Exercise data: Begin
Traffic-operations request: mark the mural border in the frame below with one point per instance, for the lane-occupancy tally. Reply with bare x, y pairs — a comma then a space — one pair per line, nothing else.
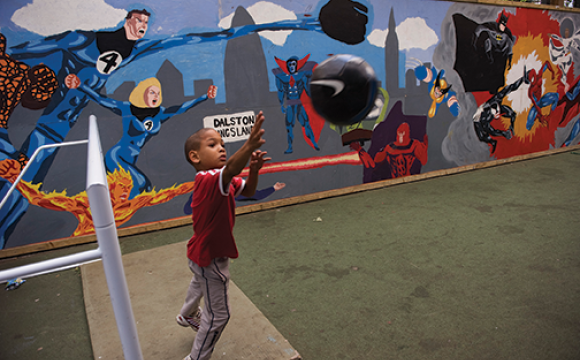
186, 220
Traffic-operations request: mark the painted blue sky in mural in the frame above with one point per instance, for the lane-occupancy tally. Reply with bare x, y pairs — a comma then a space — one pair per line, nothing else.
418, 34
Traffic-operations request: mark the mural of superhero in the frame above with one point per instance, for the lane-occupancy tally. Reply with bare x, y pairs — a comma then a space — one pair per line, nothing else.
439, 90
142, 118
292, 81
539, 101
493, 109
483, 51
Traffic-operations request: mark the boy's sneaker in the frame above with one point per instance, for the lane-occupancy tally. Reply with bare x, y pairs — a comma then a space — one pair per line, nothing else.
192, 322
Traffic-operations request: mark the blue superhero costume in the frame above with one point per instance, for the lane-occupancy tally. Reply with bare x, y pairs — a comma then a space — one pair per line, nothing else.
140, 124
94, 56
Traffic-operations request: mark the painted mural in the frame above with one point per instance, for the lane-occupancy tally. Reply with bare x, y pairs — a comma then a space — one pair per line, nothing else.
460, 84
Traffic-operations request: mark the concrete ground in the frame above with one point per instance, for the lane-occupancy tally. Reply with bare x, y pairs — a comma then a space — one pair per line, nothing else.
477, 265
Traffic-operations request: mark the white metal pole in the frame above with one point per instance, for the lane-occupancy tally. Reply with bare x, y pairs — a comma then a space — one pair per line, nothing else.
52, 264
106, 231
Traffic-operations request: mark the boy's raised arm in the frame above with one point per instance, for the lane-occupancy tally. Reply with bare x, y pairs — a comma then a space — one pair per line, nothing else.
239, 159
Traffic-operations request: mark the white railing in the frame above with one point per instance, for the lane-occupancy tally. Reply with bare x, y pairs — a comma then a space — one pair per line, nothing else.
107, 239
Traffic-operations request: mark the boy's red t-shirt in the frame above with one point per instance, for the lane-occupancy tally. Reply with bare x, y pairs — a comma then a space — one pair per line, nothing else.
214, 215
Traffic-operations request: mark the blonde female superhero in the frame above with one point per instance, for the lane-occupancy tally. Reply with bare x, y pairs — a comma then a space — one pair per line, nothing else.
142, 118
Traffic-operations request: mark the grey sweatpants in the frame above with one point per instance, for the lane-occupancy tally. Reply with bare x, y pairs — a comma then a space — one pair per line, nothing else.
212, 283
Exercise data: End
» **The problem**:
Would you give the data above again word for word, minus the pictures?

» **Result**:
Traffic-operations request: mark the mural border in the frame below with one point per instance, for the lane-occupancy tally. Reply with bare x, y pairs — a comma then a space — one pair per line, nothing else.
186, 220
Traffic-operations request: mark the painted blue sky in mural in the frame above with one point per instance, for the lane-occupancy tally. Reply with bare x, y pairs — a comma then a space — one pair per line, nothing else.
418, 34
Traffic-operations request: mark the mural of superhero in the frame above with one point per instance, for the lane-occupancy tally. Reply with bare x, y pairs — a comma then a space — one pair per line, nothing else.
439, 90
142, 118
292, 81
539, 101
493, 109
483, 51
Traffic-operations request: mark the boy's sneaker in the frame above with one point per instance, for the lane-occupancy tally. Reply with bare x, y pairs — a comma then a space — one pair per line, nothing else.
192, 322
Traffic-operations request: mark the blue superhero costume in the frame above with one point per instance, for the lane-occupancy tally. Reply with bare x, y pairs — a comma then a space — one pair per line, nothing else.
140, 124
94, 56
Traffic-operations request: mark the painted mural in the frame above with one point per instance, for the lane-occupancy tally. Reply with bare x, y pairs — a comma then a space — one pair per line, nothing else.
460, 84
Traffic-operations request: mark the concrete ground in the frame above with one point per instance, for the lane-occupancy tally. Reply with bare x, y pairs — a comma then a space — one pair per line, nothing else.
477, 265
Traffic-operations request: mark the white metal pole in the frame above with one point per instance, for the lane-occupancy tally. Reply with bare x, y pairs — a comma then a space — one pair per line, nothing else.
52, 264
106, 231
Traffic-operations request: mark the boy's raised arm in the frame above with one point per instance, for the lane-occupancy tally. Reply with bare x, y pairs — a comma then a space — one pair per line, nothing else.
239, 159
Traffic-operations request: mark the white railing in the frame above with one point per instance, for the lane-occupancy tally. Reply with bare x, y pairs — a comma then a space — one pair per line, nothing else.
107, 239
Traffic-operations request: mark the boy's red t-shirt in the frame above with one point per instance, for the lane-occupancy tally. Reply with bare x, y pairs — a comma then a space — one pair per line, nothing else.
214, 215
Traffic-operations request: mark the blonde female superhero in the frame above with one point per instance, for the lane-occupancy tally. Reply with bare x, y pairs — a comma then a space — one pair per line, nothing else.
142, 118
Traffic-operations request: mark the grey sweatpants in the frame above with one point per instance, for the lane-occupancy tally. Reply with bare x, y pairs — a comma then a space — one pair per line, nothing else.
212, 283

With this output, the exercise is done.